Passage to read:
•••••
Hortobágy National Park

[3] Until recently it was believed that this alkaline steppe was formed by the clear cutting of huge forests in the Middle Ages, followed by measures to control the course of the Tisza River, allegedly resulting in the soil's current structure and pH.

However, Hortobágy is much older, with alkalinization estimated to have started ten thousand years ago, when the Tisza first found its way through the Great Hungarian Plain, cutting off many streams from their sources in the Northern Mountains.

[4] The site was inscribed on the UNESCO World Heritage List in 1999 because of its long cultural history (stretching back more than four millennia), its scenery, and its testimony to traditional methods of pastoralism.

[7] Hortobágy is a steppe, a grassy plain with Hungarian Grey cattle, racka, Italian Mediterranean buffalo, and Nonius horses tended by mounted herdsmen called Csikós.
•••••
Input data:
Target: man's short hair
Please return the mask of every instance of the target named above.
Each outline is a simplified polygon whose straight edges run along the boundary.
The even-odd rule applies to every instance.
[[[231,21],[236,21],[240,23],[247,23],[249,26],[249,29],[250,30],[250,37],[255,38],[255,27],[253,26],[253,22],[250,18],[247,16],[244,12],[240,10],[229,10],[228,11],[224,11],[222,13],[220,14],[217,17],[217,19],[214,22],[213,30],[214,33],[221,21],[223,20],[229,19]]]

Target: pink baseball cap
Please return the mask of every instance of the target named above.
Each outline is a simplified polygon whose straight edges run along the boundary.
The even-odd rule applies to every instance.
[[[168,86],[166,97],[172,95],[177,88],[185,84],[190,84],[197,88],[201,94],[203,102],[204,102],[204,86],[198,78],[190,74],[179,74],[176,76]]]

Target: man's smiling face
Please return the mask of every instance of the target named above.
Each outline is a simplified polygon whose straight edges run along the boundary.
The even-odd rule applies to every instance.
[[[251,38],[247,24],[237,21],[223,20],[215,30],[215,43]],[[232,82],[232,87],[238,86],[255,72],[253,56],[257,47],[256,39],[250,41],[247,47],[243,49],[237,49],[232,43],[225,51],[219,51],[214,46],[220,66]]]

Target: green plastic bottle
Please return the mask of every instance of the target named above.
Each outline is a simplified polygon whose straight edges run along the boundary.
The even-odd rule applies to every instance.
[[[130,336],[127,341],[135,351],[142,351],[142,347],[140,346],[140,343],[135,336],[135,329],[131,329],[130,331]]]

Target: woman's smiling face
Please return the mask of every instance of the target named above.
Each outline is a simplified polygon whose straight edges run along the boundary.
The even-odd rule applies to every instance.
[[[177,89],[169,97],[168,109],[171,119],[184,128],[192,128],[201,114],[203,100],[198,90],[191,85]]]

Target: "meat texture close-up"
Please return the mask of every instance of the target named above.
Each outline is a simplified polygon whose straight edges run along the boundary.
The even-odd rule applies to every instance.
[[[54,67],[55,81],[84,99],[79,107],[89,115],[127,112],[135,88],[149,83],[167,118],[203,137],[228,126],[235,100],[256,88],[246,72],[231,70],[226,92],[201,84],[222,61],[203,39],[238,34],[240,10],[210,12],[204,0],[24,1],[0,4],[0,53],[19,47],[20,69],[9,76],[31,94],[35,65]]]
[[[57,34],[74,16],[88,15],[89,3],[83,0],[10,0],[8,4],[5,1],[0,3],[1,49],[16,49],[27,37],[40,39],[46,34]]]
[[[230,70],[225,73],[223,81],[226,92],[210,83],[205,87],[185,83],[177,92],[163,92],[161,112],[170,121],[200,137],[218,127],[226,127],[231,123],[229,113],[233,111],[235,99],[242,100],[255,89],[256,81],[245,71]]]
•••••
Assignment: Repeat the passage on Hortobágy National Park word for word, starting at "[4] The site" and ending at "methods of pastoralism.".

Response to the exercise:
[4] The site was inscribed on the UNESCO World Heritage List in 1999 because of its long cultural history (stretching back more than four millennia), its scenery, and its testimony to traditional methods of pastoralism.